隋の頃(581年 - 619年)華厳経を昼夜唱えたら宦官(去勢された役人)の男性ホルモンの分泌が 盛んになり髭が濃くなったと評判になり国を挙げて信仰したとされる。当時は神通力や不思議な 奇蹟を求めたのである。いや昔だけではなく、奇蹟を求める人は現代でも少なくない。

華厳宗を大成させたのはサマルカンド出身の第3祖法蔵(643〜712)といわれている。その法蔵 の兄弟子に朝鮮の新羅から長安に留学していた義湘(ウイサン・ぎじょう)という僧がいた。

栂尾(とがのお)の高山寺(こうざんじ)には明恵上人が絵師に命じて作らせた華厳宗祖師絵伝 というのが残っている。華厳宗の祖師といえば1〜3祖までを描くべきなのに法蔵の絵は全く無 く、明恵上人は古代朝鮮半島、新羅の 高僧義湘と元暁(ウオンヒョ・げんぎょう)の行状 だけを描かせている。宋高僧伝には日本人の僧侶は誰一人載っていないが新羅の 義湘と元暁だけは載っているほど二人は天下にその名を知られた名僧なのだ。義湘と元暁は著作も多く韓国を代表する高僧である。明恵上人は新羅の義湘と元暁 を大変尊敬していたのである。

義湘(ウイサン)と元暁(ウォンヒョ)は二人一緒に唐に行き、仏教を学ぼうとした。たまたま旅の途中で雨に会い、そこに あった洞穴で野宿をした。真っ暗な中で元暁は喉が渇いたので入れ物で水を飲んだ。翌朝目をさ ましてみるとその入れ物は頭蓋骨だった。元暁はどくろだと思ったとたんに吐き気を催したとい う。どくろだと思わなければ吐き気はせず、思ったとたん吐き気がする。つまり、すべてのもの は自分のこころが作ってゆく、自分の心のほかに師を訪ねてみても意味がないと悟る。結局、元暁(ウォンヒョ)は新羅に留まり義 湘一人だけが唐に渡った。

━━━━━━━━━━━━━━━━━━━━━━━━━━━━━━

§ **課題のねらい**
華厳宗に関する文章の続きを、最後の文のあとから書き進めなさい。 データは華厳宗に関する文章とは無関係である。

§ **原資料**
━━━━━━━━━━━━━━━━━━━━━━━━━━━━━━

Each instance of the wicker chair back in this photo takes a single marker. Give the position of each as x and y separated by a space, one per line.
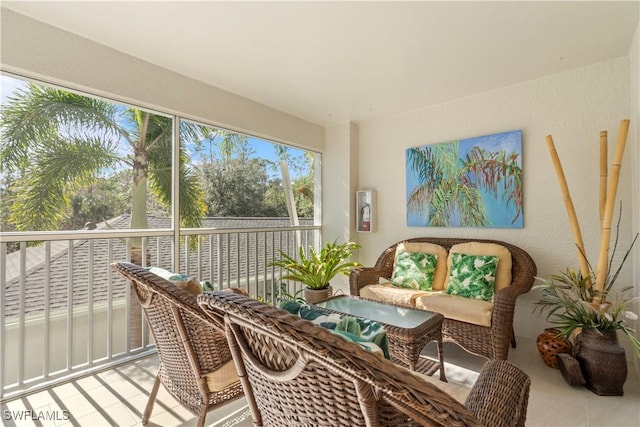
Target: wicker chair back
296 373
190 343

━━━━━━━━━━━━━━━━━━━━━━━━━━━━━━

§ **課題への解答**
新羅に戻った元暁(ウォンヒョ)は妻帯して子供をもうけ酒を飲む破戒僧となって民衆の中に入ってゆき仏教を広めていった。元暁(ウォンヒョ)の著作は膨大にあり超人的な著述とその内容の深さから中国では菩薩が書いたものであろうと賞賛された。元暁(ウォンヒョ)の著作の一部はサンスクリット語に翻訳され仏教の本場インドまで伝わった。

一方唐に渡った義湘は長安で仏教の善妙(ソンミョ)という美しい娘にほれられてしまう。義湘が仏に使える身なのでと交際を断ると 善妙は尼さんになり一緒に仏教を学ぼうとした。師匠も亡くなり帰国の命が出たので義湘は善妙に告げずに舟で新羅に帰国した。義湘の帰国を知って岩壁にいそいで駆けつけた善妙はすでに去ってしまった事を知り海に身をなげた。善妙は龍神と化して航海中の義湘を守護するのだった。

平安時代末期は戦乱が相次ぎ戦で死に別れた未亡人の為に明恵上人は尼寺を建立して善妙寺と名 づけた。善妙寺には明恵上人が亡くなった時、慕った尼が血書で華厳経をしたため清滝川に身を 投げた話が伝わっている。

仏教では恋愛感情は渇愛といって煩悩であり苦しみの原因をまねくものとされているが明恵上人は恋心を抱いた善妙を高く評価している。明恵上人によると愛には親愛と法愛があるという。

凡夫の愛は親愛が多く法愛は少ない。華厳経の悟りの境地、三賢十地の段階は親愛は少なく法愛 が多くなる。十地の段階はただ法愛のみだという。善妙の愛は始め義湘の見た目の肉体を愛したがそこから菩提心の愛に昇華したというのだ。

親愛は見返りを求め憎しみを伴う。結果を求める心(マインド)の愛、に相当し法愛は見返りや 結果を求めず、ただその人の存在から慈悲と愛が溢れ出し静けさや安らぎが伝わって行く精神(スピリット)の愛に相当すると思う。

「愛の心のないものに仏法はわからない。」このように語る明恵上人は親愛を単に否定するのではなくて親愛を昇華して法愛に変容する深い慈悲心の大切さを説いたのだと思う。

韓国の栄州には韓国で一番古い木造建築物がある浮石寺(プソクサ)がある。そこに善妙を奉った善妙堂がある。善妙堂には日本の栂尾高山寺が寄贈した善妙の像が飾ってあるという。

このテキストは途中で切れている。